WHAT TO PRODUCE: Please print the entries below exactly as they appear, from the line containing "Target: groom's beard" through the end of the entries, both ends included. Leave the pictures out of your answer.

━━ INFORMATION GIVEN

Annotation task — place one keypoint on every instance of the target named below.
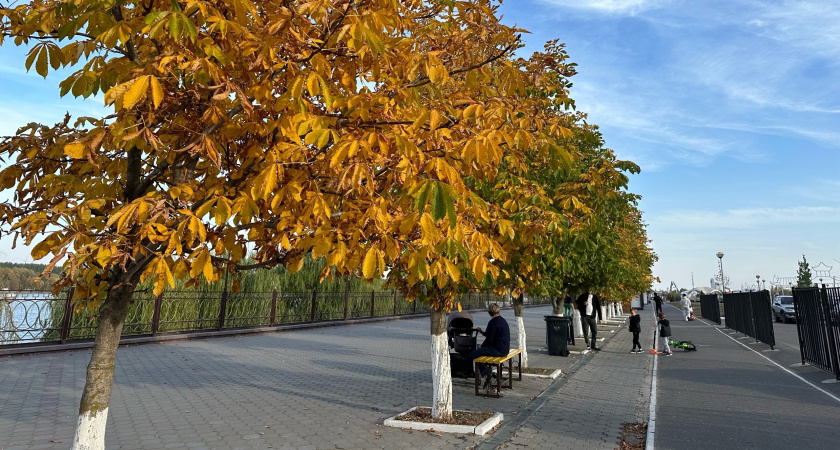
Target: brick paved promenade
(318, 388)
(332, 387)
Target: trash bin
(557, 335)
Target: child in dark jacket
(664, 333)
(635, 327)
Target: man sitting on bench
(496, 342)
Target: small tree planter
(552, 375)
(480, 429)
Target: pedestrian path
(318, 388)
(735, 393)
(588, 410)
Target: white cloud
(627, 7)
(748, 218)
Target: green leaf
(191, 31)
(422, 197)
(41, 62)
(176, 26)
(56, 56)
(438, 202)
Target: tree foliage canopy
(356, 130)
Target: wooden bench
(499, 361)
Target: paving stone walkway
(612, 387)
(318, 388)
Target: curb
(480, 429)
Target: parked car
(783, 308)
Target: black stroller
(462, 340)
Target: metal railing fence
(33, 318)
(710, 307)
(750, 313)
(818, 327)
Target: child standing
(685, 302)
(664, 333)
(635, 327)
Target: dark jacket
(497, 335)
(664, 328)
(596, 305)
(635, 324)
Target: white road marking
(779, 366)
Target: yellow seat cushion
(498, 359)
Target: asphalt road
(735, 393)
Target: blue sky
(731, 108)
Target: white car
(783, 308)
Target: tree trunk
(441, 371)
(556, 305)
(93, 409)
(520, 330)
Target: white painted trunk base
(441, 377)
(521, 341)
(90, 431)
(576, 320)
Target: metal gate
(818, 326)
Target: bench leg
(477, 376)
(499, 380)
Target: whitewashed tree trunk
(90, 430)
(441, 371)
(93, 408)
(520, 340)
(576, 320)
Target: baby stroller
(462, 340)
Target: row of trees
(403, 140)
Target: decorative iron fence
(818, 326)
(710, 307)
(32, 318)
(750, 313)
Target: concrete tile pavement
(607, 389)
(320, 388)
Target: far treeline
(14, 276)
(415, 141)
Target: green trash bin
(557, 335)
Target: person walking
(657, 300)
(664, 333)
(567, 305)
(685, 302)
(589, 306)
(635, 327)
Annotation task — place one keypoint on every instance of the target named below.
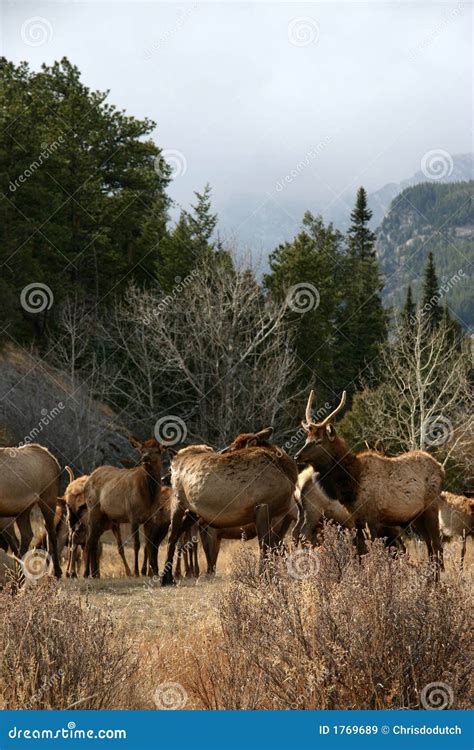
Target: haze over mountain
(261, 221)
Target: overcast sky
(357, 93)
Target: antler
(308, 415)
(336, 410)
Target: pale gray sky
(245, 92)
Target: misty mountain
(262, 221)
(430, 217)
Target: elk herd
(251, 488)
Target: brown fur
(117, 496)
(378, 491)
(29, 475)
(456, 518)
(78, 521)
(230, 489)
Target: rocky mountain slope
(428, 217)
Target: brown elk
(375, 489)
(456, 518)
(77, 519)
(243, 485)
(123, 496)
(160, 524)
(29, 475)
(8, 537)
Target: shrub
(58, 653)
(342, 634)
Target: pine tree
(305, 273)
(81, 185)
(409, 309)
(361, 239)
(430, 297)
(362, 322)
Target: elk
(456, 518)
(253, 484)
(8, 537)
(29, 475)
(159, 528)
(115, 496)
(77, 521)
(378, 491)
(314, 506)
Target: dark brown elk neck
(340, 477)
(151, 474)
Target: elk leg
(8, 539)
(463, 548)
(180, 522)
(94, 532)
(264, 533)
(194, 556)
(179, 554)
(136, 548)
(118, 538)
(159, 535)
(283, 528)
(26, 532)
(49, 521)
(145, 566)
(152, 559)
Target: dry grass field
(341, 635)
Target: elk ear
(134, 442)
(331, 432)
(265, 434)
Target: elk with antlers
(377, 490)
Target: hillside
(430, 217)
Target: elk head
(322, 443)
(150, 453)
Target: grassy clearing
(234, 641)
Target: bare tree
(215, 352)
(425, 400)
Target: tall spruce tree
(362, 321)
(305, 273)
(430, 296)
(190, 242)
(409, 309)
(79, 184)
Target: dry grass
(352, 636)
(59, 652)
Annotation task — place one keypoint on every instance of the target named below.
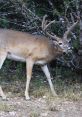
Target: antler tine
(45, 26)
(70, 29)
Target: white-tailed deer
(32, 49)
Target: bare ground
(40, 107)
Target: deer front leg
(29, 66)
(47, 73)
(2, 59)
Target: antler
(45, 26)
(69, 29)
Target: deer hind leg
(29, 66)
(2, 59)
(47, 73)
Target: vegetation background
(26, 15)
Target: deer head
(63, 42)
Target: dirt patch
(39, 107)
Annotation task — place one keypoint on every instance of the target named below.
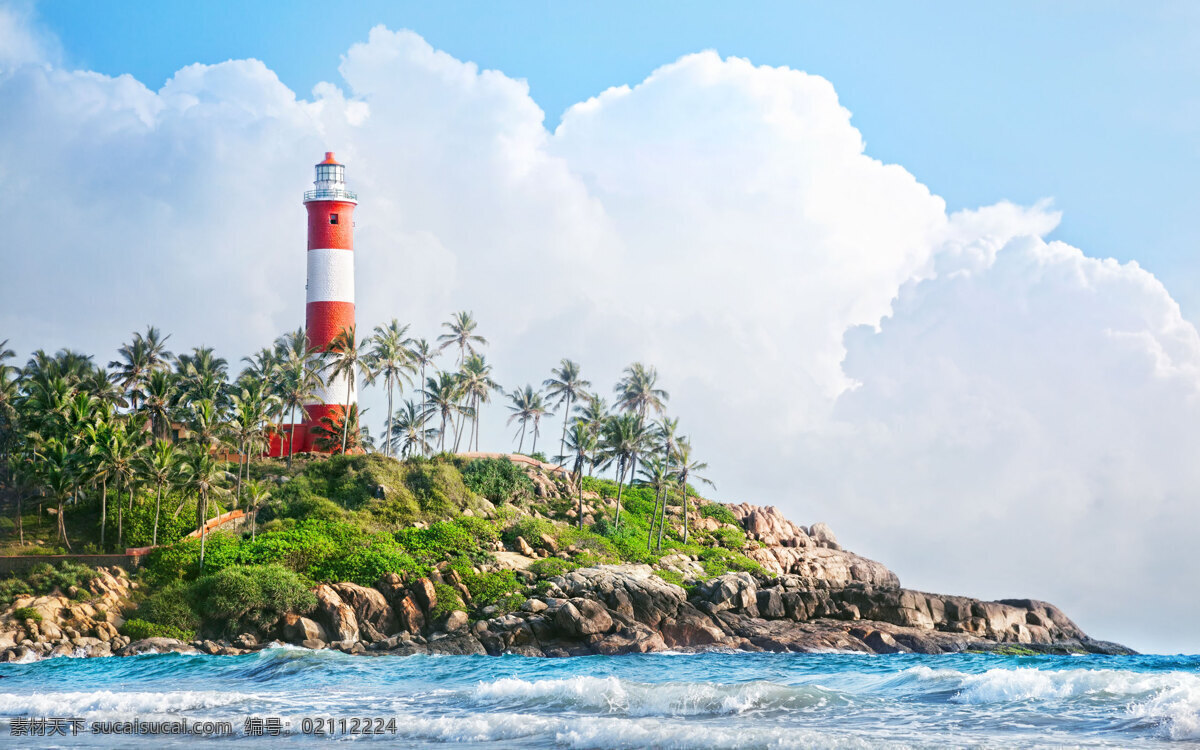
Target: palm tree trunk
(683, 487)
(621, 479)
(663, 517)
(204, 525)
(425, 448)
(567, 415)
(157, 505)
(241, 461)
(63, 527)
(103, 510)
(292, 437)
(387, 443)
(346, 414)
(654, 517)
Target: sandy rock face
(335, 615)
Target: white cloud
(963, 400)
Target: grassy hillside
(360, 517)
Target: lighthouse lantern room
(329, 293)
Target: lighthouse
(330, 287)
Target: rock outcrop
(815, 597)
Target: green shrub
(169, 607)
(718, 562)
(137, 629)
(604, 487)
(499, 480)
(247, 598)
(719, 513)
(24, 613)
(489, 588)
(552, 567)
(11, 588)
(730, 538)
(483, 529)
(442, 540)
(367, 565)
(305, 544)
(45, 577)
(448, 600)
(531, 529)
(670, 576)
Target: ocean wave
(612, 695)
(107, 702)
(1165, 702)
(603, 732)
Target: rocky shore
(815, 598)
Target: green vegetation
(45, 579)
(137, 629)
(24, 613)
(499, 480)
(143, 450)
(718, 513)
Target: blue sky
(931, 383)
(1093, 105)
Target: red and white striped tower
(330, 299)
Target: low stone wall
(19, 563)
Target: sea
(297, 697)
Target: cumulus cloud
(985, 411)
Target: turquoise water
(714, 700)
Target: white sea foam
(100, 703)
(616, 732)
(617, 696)
(1167, 701)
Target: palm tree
(527, 405)
(249, 412)
(160, 394)
(594, 413)
(161, 466)
(132, 367)
(687, 469)
(636, 390)
(421, 354)
(565, 387)
(333, 432)
(346, 359)
(657, 477)
(408, 432)
(202, 376)
(621, 442)
(442, 395)
(258, 492)
(58, 468)
(298, 384)
(477, 384)
(582, 443)
(462, 333)
(202, 474)
(390, 358)
(117, 460)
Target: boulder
(370, 606)
(297, 629)
(733, 591)
(409, 616)
(456, 621)
(335, 615)
(426, 597)
(582, 617)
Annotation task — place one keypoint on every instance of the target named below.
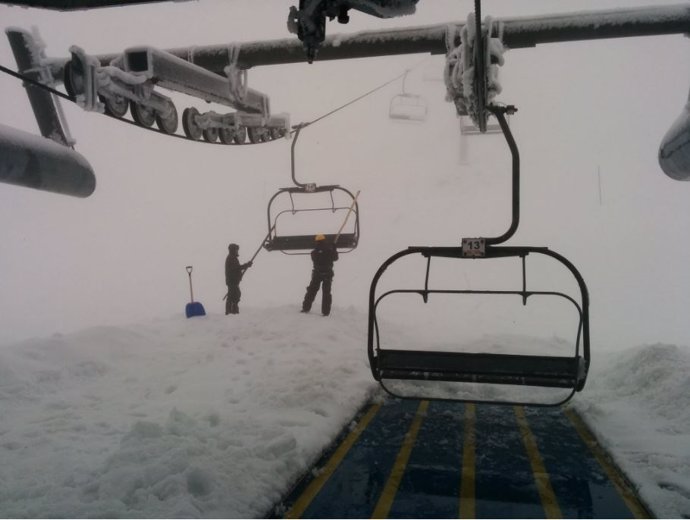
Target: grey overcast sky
(591, 116)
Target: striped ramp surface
(440, 459)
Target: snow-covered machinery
(132, 81)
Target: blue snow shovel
(193, 308)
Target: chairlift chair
(279, 214)
(565, 372)
(559, 372)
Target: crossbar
(508, 369)
(297, 242)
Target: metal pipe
(517, 33)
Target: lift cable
(358, 98)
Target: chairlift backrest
(332, 207)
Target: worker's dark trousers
(234, 295)
(323, 280)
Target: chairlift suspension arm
(480, 68)
(499, 113)
(347, 216)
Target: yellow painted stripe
(467, 484)
(315, 485)
(385, 501)
(541, 477)
(624, 489)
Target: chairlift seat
(306, 242)
(507, 369)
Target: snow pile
(211, 416)
(638, 404)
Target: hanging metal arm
(476, 247)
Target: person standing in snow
(322, 257)
(233, 275)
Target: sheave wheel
(189, 125)
(240, 135)
(142, 115)
(168, 123)
(115, 106)
(254, 134)
(226, 135)
(211, 134)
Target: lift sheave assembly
(390, 365)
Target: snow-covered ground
(217, 416)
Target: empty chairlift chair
(428, 364)
(408, 107)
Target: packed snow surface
(218, 416)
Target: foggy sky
(589, 112)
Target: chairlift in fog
(406, 106)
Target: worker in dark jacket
(322, 256)
(233, 274)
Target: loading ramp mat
(440, 459)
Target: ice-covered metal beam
(74, 5)
(36, 162)
(517, 33)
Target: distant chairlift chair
(277, 240)
(408, 107)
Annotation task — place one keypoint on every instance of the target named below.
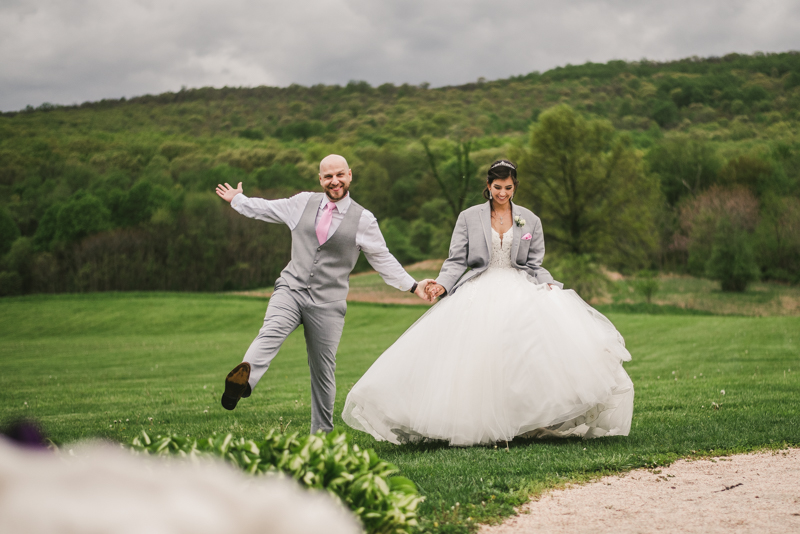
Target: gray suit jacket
(471, 245)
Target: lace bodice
(501, 254)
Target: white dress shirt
(368, 236)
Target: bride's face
(502, 191)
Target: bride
(507, 353)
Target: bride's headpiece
(502, 164)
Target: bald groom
(329, 230)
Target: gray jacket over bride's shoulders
(471, 245)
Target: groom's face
(335, 177)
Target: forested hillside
(689, 166)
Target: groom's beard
(342, 192)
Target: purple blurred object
(26, 433)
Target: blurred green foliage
(616, 159)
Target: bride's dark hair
(500, 170)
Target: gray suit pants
(323, 325)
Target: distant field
(110, 365)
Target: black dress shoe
(236, 386)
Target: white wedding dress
(502, 357)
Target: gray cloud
(70, 51)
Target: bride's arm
(456, 263)
(536, 255)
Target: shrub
(9, 231)
(362, 481)
(647, 284)
(83, 215)
(10, 283)
(732, 261)
(581, 273)
(700, 217)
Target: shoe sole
(235, 385)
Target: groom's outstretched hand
(434, 290)
(227, 192)
(420, 291)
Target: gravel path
(757, 493)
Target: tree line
(688, 166)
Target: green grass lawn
(110, 365)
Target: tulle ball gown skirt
(500, 358)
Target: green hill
(117, 194)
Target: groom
(328, 232)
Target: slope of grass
(110, 365)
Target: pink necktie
(324, 223)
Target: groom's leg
(282, 318)
(323, 326)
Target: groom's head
(335, 176)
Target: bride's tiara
(502, 164)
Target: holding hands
(434, 290)
(425, 291)
(227, 192)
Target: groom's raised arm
(283, 210)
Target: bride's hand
(434, 290)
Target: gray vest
(323, 270)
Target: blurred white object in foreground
(105, 489)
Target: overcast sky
(72, 51)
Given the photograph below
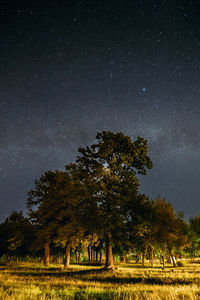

━━━━

SOLVED EXERCISE:
Target: groom's beard
(342, 192)
Target: purple blurred object
(26, 433)
Target: blurred green foliage
(616, 159)
Target: bride's dark hair
(500, 170)
Target: gray suit pants
(323, 325)
Target: distant field
(110, 365)
Target: black dress shoe
(236, 386)
Target: white wedding dress
(502, 357)
Target: gray cloud
(70, 51)
Target: bride's arm
(456, 263)
(536, 255)
Target: shrub
(9, 231)
(362, 481)
(647, 284)
(83, 215)
(10, 283)
(732, 261)
(581, 273)
(700, 217)
Target: shoe sole
(235, 385)
Target: groom's outstretched hand
(434, 290)
(227, 192)
(420, 291)
Target: gravel path
(757, 493)
Target: tree line
(688, 166)
Target: green grass lawn
(110, 365)
Target: tulle ball gown skirt
(500, 358)
Target: green hill
(117, 194)
Target: groom
(328, 232)
Target: slope of grass
(110, 365)
Target: pink necktie
(324, 223)
Target: groom's leg
(282, 318)
(323, 326)
Target: groom's head
(335, 176)
Target: bride's tiara
(502, 164)
Target: holding hands
(434, 290)
(425, 291)
(227, 192)
Target: groom's raised arm
(283, 210)
Target: bride's hand
(434, 290)
Target: gray vest
(323, 270)
Target: blurred white object in foreground
(105, 489)
Target: overcast sky
(72, 51)
Given the photograph below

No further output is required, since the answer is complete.